Instruction.
Please answer from the text on the changing Italian diet: 25 years ago, what share of the time did Italian families eat at home?

Text block.
Pasta la Vista, Baby: The Changing Italian Diet

25 years ago, Italian families ate more meat, drank more wine but put less fish and pasta on the table. La famiglia also usually shopped in small local stores — there were five times fewer supermarkets — and 85% of the time ate at home.

These are some of the changes tracked in a study (.pdf Italian only) by national food industry lobby Federalimentare to mark its 1983 founding, back when Socialist Bettino Craxi first stepped into office and pop hit “Vamos a la Playa” had Italians singing into their watches.

Rapid changes after World War II first revolutionized Italian eating habits, breaking some long-standing stereotypes. In the early 1950s, the Italian mamma spent a good chunk of her day preparing a hearty lunch, while her new millennium counterpart, less likely to be a stay at home mother, spends just a third of that time in the kitchen.

Dataset excerpts.
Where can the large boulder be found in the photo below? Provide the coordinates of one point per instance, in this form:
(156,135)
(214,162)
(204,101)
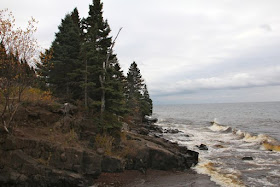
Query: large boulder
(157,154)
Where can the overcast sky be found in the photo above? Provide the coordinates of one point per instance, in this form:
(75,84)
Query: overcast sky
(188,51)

* * *

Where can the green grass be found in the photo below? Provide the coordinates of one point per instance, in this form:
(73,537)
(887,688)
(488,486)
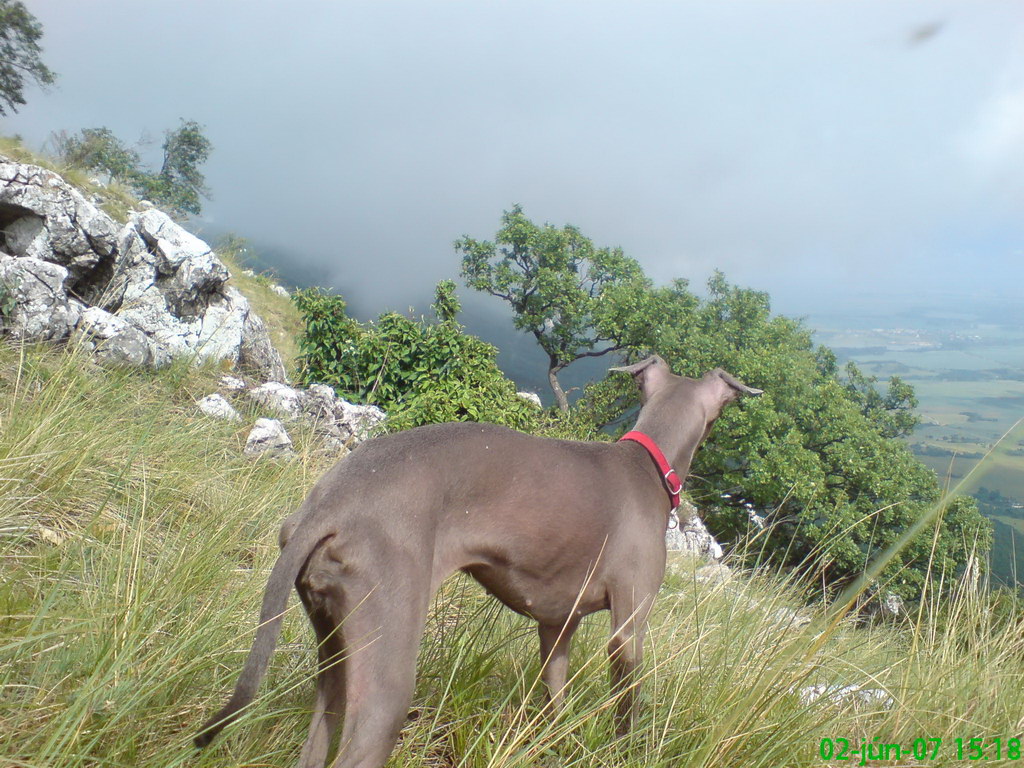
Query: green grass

Solution for this problem.
85% of the time.